**Point placement records**
○ ○ ○

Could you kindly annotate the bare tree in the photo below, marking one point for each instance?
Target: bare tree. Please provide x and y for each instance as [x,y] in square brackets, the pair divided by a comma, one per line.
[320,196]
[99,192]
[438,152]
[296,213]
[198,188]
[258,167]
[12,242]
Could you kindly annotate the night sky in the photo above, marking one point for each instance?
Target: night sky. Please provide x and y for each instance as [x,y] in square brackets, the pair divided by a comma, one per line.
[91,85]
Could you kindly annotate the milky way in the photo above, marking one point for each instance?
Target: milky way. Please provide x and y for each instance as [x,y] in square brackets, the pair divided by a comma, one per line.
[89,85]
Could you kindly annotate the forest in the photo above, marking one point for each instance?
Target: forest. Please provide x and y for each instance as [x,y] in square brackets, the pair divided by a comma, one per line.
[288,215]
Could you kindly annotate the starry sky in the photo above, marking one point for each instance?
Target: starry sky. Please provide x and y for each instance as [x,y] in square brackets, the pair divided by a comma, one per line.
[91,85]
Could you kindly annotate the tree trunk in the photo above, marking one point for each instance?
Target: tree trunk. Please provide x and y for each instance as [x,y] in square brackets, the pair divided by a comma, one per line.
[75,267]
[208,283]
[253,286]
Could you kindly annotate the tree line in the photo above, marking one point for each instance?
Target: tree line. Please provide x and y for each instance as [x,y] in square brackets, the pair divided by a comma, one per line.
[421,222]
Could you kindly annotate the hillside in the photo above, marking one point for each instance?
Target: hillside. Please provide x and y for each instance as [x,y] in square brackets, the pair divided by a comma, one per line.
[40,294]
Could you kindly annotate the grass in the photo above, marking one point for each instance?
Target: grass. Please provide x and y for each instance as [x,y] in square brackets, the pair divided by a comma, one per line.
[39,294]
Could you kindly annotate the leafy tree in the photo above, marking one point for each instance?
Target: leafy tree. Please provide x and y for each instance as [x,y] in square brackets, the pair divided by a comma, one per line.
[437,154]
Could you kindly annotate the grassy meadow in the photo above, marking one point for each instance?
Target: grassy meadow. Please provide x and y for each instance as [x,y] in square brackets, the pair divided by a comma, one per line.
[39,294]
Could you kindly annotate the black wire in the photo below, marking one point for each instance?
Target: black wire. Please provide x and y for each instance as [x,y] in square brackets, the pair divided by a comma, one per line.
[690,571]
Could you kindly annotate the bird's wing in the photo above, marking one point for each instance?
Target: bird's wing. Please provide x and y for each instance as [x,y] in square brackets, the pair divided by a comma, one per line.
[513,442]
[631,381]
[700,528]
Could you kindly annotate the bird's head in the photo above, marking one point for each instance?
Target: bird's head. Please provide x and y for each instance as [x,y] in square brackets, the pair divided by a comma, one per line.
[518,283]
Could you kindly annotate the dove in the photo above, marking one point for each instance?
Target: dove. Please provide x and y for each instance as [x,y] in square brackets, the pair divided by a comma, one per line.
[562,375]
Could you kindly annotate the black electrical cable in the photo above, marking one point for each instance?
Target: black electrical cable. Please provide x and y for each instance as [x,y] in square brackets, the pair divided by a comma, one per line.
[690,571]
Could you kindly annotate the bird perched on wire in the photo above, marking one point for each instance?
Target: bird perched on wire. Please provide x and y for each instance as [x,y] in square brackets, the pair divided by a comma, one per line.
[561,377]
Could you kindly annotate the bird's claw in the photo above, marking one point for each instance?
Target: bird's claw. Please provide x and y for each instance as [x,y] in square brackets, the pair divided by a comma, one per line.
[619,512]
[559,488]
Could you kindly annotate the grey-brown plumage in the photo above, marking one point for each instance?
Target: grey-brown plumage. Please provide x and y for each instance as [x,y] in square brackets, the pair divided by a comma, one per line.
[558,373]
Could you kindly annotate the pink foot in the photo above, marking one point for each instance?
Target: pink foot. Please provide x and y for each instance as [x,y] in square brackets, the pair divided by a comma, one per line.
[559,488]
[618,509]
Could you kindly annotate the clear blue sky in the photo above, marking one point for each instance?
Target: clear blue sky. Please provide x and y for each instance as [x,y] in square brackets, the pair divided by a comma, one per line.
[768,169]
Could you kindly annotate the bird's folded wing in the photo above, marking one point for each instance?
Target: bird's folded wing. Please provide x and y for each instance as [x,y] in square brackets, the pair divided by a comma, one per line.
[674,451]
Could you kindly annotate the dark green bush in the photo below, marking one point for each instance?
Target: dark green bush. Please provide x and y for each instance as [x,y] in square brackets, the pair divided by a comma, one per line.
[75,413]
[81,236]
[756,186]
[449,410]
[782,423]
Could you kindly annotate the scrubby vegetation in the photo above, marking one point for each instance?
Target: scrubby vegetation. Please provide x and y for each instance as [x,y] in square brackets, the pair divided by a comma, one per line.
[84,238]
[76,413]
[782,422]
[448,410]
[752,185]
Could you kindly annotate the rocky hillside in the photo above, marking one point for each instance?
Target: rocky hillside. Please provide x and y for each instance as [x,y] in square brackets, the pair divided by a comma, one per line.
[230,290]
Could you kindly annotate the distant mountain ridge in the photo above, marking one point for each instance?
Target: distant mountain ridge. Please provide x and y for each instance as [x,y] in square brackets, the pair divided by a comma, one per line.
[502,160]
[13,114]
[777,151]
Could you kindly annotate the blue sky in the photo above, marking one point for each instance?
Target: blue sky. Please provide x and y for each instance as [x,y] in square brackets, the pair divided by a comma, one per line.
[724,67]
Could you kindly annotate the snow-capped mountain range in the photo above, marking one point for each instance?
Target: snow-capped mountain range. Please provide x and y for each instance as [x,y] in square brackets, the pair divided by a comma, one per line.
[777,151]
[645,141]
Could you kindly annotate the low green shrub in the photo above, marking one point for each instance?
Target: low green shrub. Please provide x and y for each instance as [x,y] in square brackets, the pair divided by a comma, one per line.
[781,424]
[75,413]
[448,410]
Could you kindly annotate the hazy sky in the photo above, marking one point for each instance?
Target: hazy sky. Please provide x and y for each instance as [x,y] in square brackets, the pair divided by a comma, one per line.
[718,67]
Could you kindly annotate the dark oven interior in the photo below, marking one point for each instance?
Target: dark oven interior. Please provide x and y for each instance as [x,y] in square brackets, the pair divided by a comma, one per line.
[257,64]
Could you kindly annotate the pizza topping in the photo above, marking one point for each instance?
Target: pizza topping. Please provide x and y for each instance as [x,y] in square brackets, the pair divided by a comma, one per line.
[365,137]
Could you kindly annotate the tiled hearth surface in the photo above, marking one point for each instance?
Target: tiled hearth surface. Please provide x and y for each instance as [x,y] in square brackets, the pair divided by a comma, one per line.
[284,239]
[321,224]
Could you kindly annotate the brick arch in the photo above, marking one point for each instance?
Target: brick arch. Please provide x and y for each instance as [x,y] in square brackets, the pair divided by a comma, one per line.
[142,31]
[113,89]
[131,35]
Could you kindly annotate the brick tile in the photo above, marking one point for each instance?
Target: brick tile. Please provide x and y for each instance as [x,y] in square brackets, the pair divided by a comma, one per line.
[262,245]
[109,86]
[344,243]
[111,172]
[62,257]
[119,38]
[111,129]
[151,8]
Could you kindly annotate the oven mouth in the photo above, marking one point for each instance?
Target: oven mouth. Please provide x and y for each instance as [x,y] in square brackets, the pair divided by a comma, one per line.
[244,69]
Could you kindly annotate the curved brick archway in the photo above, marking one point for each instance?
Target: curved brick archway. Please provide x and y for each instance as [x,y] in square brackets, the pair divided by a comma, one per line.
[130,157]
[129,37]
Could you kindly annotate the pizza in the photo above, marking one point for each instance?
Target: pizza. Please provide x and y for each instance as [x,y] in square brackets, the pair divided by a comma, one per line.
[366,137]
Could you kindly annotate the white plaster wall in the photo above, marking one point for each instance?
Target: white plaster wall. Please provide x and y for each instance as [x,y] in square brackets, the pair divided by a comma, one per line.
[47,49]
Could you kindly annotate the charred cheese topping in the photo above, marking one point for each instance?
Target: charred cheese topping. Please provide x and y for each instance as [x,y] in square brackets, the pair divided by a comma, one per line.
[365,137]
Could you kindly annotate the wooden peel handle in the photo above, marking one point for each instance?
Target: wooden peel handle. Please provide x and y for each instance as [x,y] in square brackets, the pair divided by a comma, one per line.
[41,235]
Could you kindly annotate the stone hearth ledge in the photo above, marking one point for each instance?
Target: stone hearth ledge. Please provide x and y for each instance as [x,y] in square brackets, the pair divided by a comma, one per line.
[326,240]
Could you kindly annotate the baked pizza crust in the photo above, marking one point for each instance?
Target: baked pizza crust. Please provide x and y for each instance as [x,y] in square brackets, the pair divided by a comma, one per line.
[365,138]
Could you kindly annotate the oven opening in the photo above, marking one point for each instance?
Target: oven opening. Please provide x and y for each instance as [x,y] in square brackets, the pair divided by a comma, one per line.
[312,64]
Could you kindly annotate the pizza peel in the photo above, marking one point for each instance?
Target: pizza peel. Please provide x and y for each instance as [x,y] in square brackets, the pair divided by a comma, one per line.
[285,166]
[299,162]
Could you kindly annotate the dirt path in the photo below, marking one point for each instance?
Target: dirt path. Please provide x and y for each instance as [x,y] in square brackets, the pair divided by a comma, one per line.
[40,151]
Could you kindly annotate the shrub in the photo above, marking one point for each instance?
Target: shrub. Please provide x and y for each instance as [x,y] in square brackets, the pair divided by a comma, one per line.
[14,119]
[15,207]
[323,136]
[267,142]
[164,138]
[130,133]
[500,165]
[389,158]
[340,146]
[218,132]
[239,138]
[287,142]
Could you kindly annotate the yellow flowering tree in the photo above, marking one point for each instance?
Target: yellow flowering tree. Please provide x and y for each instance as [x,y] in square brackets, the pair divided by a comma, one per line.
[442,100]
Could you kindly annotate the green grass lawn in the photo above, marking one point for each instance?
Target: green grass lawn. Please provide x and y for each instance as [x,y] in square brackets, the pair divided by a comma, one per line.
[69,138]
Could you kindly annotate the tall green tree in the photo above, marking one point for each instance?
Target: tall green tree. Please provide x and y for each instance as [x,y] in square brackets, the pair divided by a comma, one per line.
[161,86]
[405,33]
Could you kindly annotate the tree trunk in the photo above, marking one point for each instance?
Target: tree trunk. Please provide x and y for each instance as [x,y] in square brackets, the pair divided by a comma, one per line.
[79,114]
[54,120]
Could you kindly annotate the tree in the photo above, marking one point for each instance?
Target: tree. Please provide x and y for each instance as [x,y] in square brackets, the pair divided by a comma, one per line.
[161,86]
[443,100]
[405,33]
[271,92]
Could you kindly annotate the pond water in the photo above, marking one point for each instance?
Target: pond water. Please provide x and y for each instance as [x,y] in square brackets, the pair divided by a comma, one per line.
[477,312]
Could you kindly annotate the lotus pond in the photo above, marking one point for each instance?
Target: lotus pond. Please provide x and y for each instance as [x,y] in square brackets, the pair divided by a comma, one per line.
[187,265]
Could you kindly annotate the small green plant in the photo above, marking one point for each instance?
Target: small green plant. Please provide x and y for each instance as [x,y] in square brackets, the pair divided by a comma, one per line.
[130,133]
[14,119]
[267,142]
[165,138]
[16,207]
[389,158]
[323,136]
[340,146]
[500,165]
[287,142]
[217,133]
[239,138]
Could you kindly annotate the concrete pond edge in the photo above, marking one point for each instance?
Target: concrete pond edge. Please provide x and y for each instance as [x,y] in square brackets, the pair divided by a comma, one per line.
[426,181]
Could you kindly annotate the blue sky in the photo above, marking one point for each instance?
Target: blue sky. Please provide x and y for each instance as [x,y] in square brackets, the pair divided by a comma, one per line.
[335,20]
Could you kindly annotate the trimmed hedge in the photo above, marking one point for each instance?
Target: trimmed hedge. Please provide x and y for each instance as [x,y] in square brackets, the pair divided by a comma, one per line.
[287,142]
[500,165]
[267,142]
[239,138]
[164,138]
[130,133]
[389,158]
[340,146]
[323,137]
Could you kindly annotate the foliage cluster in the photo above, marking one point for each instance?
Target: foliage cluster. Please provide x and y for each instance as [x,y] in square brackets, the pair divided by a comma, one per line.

○ ○ ○

**Objective**
Return, word for word, every line from the line with "Could you kindly annotate the trimmed" to the final line of the data.

**Response**
Could you kindly annotate the trimmed hedge in the photo above, marking one point for each instance?
Target: trimmed hedge. Please provide x and y for each instance as [x,y] in square brackets, the pair divided by a comma, one per line.
[287,142]
[500,165]
[267,142]
[239,138]
[164,138]
[130,133]
[389,158]
[340,146]
[323,137]
Could you kindly annotate the foliage cluster in the photo above, marking one point for each instance?
Target: foliage cluster. Please provide x and y for each instance as [x,y] in square brackets, the pair divided by a comma, one per line.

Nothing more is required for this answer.